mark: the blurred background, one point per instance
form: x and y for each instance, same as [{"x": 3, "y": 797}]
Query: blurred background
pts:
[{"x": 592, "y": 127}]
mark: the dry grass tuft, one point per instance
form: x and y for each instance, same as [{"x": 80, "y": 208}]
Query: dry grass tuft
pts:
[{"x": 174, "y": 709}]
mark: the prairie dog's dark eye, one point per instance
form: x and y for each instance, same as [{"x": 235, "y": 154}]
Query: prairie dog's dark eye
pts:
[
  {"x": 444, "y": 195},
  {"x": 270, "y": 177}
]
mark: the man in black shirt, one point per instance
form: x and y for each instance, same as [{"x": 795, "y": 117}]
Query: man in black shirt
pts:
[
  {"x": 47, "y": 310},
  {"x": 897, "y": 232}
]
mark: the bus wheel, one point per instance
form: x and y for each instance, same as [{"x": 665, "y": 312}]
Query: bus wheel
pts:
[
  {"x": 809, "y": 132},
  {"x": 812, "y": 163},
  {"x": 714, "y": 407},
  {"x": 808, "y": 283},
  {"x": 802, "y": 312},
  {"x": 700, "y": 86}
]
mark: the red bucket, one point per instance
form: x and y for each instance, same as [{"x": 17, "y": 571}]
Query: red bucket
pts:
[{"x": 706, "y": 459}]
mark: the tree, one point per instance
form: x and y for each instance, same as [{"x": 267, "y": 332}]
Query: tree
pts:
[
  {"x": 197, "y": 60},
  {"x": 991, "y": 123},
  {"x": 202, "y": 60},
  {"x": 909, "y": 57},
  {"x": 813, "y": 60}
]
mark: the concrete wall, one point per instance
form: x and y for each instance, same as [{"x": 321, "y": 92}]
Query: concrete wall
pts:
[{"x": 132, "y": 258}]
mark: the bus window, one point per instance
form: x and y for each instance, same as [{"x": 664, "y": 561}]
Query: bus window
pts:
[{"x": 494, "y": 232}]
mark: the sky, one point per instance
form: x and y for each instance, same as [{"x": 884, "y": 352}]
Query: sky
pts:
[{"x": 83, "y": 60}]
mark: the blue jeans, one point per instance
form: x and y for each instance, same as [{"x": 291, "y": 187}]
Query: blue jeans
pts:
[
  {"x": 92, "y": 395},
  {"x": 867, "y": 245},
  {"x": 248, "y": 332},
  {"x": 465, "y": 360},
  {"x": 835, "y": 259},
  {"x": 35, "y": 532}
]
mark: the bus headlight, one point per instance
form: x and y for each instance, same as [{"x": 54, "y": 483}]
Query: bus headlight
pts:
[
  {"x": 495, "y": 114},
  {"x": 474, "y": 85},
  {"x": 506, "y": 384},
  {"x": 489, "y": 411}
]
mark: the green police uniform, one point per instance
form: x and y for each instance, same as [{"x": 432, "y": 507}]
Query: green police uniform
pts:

WHAT TO PRODUCE:
The full listing has to be duplicated exactly.

EXPECTED OUTPUT:
mark: the blurred background, one point per instance
form: x and y for each instance, same as [{"x": 3, "y": 797}]
Query: blurred background
pts:
[{"x": 592, "y": 127}]
mark: the dry grass tuft, one point per instance
form: x and y for each instance, same as [{"x": 80, "y": 208}]
Query: dry grass tuft
pts:
[{"x": 174, "y": 709}]
mark: the prairie dog's dark eye, one point per instance
form: x and y for each instance, same as [{"x": 235, "y": 154}]
Query: prairie dog's dark eye
pts:
[
  {"x": 444, "y": 195},
  {"x": 270, "y": 177}
]
mark: the man in black shirt, one point per instance
form: x and y for each instance, same as [{"x": 795, "y": 117}]
Query: man in black shirt
pts:
[
  {"x": 47, "y": 310},
  {"x": 897, "y": 232}
]
mark: the bus wheel, one point per instance
form: x and y for each instance, same as [{"x": 665, "y": 312}]
Query: bus wheel
pts:
[
  {"x": 809, "y": 132},
  {"x": 812, "y": 163},
  {"x": 714, "y": 407},
  {"x": 808, "y": 283},
  {"x": 802, "y": 312},
  {"x": 700, "y": 86}
]
mark: the red bucket, one point per instance
form: x and y for each instance, same as [{"x": 17, "y": 571}]
Query: red bucket
pts:
[{"x": 706, "y": 459}]
mark: the tree, one point per instance
form: x and y for each instance, same as [{"x": 267, "y": 332}]
Query: tree
pts:
[
  {"x": 197, "y": 60},
  {"x": 991, "y": 123},
  {"x": 202, "y": 60},
  {"x": 909, "y": 57},
  {"x": 813, "y": 60}
]
mark: the concrete wall, one point per instance
form: x and y for each instance, same as [{"x": 321, "y": 92}]
Query: concrete wall
pts:
[{"x": 132, "y": 258}]
mark: the bus window, one point per instance
form: x and y for each instance, same as [{"x": 664, "y": 561}]
Query: bus window
pts:
[{"x": 494, "y": 232}]
mark: the sky, one point per instance
form: x and y for each instance, same as [{"x": 884, "y": 352}]
Query: sky
pts:
[{"x": 83, "y": 60}]
mark: the blue jeans, one point per instance
form: x and y for each instance, same as [{"x": 291, "y": 187}]
Query: blue jeans
pts:
[
  {"x": 92, "y": 395},
  {"x": 867, "y": 245},
  {"x": 248, "y": 332},
  {"x": 465, "y": 360},
  {"x": 835, "y": 259},
  {"x": 35, "y": 532}
]
mark: the bus headlight, one point per instance
form: x and y for each instance, same as [{"x": 54, "y": 483}]
Query: bus headlight
pts:
[
  {"x": 495, "y": 114},
  {"x": 474, "y": 85},
  {"x": 506, "y": 384},
  {"x": 489, "y": 411}
]
mark: the green police uniform, one point per instance
form: x and y for each instance, same as [{"x": 432, "y": 507}]
Query: green police uniform
pts:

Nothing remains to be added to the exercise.